→ Requests:
(1) Please answer these questions about the passage on faith and farewells:
(a) What does God's call tell Abraham to leave?
(b) How does Jacob describe his years when Pharaoh asks about his life?
(c) Why do Jesus and his parents flee to Egypt?
(2) Extend the passage on faith and farewells, continuing on from its final sentence.

→ Extracted text:
▼
For many religious folks, faith is another word for the familiar. Faith means the same seat in church, the same friendly faces every week, the same routine of worship.

But when I read the Bible, I get the sneaking suspicion that we have domesticated faith. Because in the Bible, faith is not the assurance of the familiar. Quite the opposite. In the Bible, faith always seems to be waving farewell to the familiar. Faith is always saying goodbye to what is safe and secure.

Abraham, the legendary ancestor of three world religions, begins his journey of faith when he hears God’s call. And God’s call is simple: “Leave your country and your family and your home” (cf. Gen 12:1). So Abraham waves farewell to all that he knows and strikes out into the wilderness, traveling to God knows where.

Like father, like son. Abraham’s children and grandchildren and great-grandchildren also live a life full of farewells. The Bible calls them all sojourners, which means that they are always strangers in a strange land, always leaving one place and journeying to another. When Pharaoh asks Jacob how many are the years of his “life,” Jacob responds by saying, “The years of my wandering are one hundred thirty” (Gen 47:8-9).[1] For Jacob, life is defined by wandering, by leaving one place after another.

Before the story in today’s scripture, Jesus himself has said plenty of farewells. First he must say farewell to his manger in Bethlehem: for he and his parents must flee to Egypt when King Herod discovers about Jesus and flies into a rage. Later they say farewell to Egypt and return to a different town in Israel. And then just before today’s scripture, Jesus hears the call of God and is led into the wilderness, after which he will journey for the rest of his life as one who has no home—as one who has “nowhere to lay his head” (Matt 8:20).

If Jesus’ life has anything to say about it, faith is full of farewells.
▲
→ Data:
▼
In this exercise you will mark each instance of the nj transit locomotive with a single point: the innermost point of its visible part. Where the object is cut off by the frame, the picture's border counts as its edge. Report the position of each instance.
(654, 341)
▲
→ Exercise results:
(1)
(a) His country, his family and his home.
(b) He says, "The years of my wandering are one hundred thirty."
(c) Because King Herod discovers about Jesus and flies into a rage.

(2)
Farewell to Safety and Security

That is certainly the case for Peter and Andrew, James and John, in today’s scripture.

When Jesus calls Peter and Andrew, they leave behind their nets, which is to say, they say farewell to their livelihood. In first century Galilee, the fishing industry had a wide market. Fishing may not have been the most glamorous of lifestyles, but it was solid and certain. It would have put bread—and fish—on the table. For Peter and Andrew to leave behind their nets, is no less than to leave behind their life.

James and John leave behind their father. Scripture commonly calls James and John “the sons of Zebedee,” which suggests to me that their family heritage is important—and perhaps even that they are particularly close to their father. Indeed, when Jesus calls James and John, they are with whom else but their dad.

If I’m being honest, it’s this part of the story that upsets me the most. I know that James and John are going to leave, as Peter and Andrew just did. I know that they are going to make a big sacrifice; Peter and Andrew left behind the security of work, James and John are going to leave behind the safety of family. But there’s not one mention, not even a hint, of a tearful goodbye or a long hug. James and John simply leave the boat—and their father in it. (A goodbye like this would be an unspeakable sin in my mother’s book.)

If It Were I

And so I have to wonder: did it really happen like this? Do Peter and Andrew, James and John, say farewell to safety and security so easily, so abruptly, without a look over the shoulder, without a hint of regret or worry? Perhaps so.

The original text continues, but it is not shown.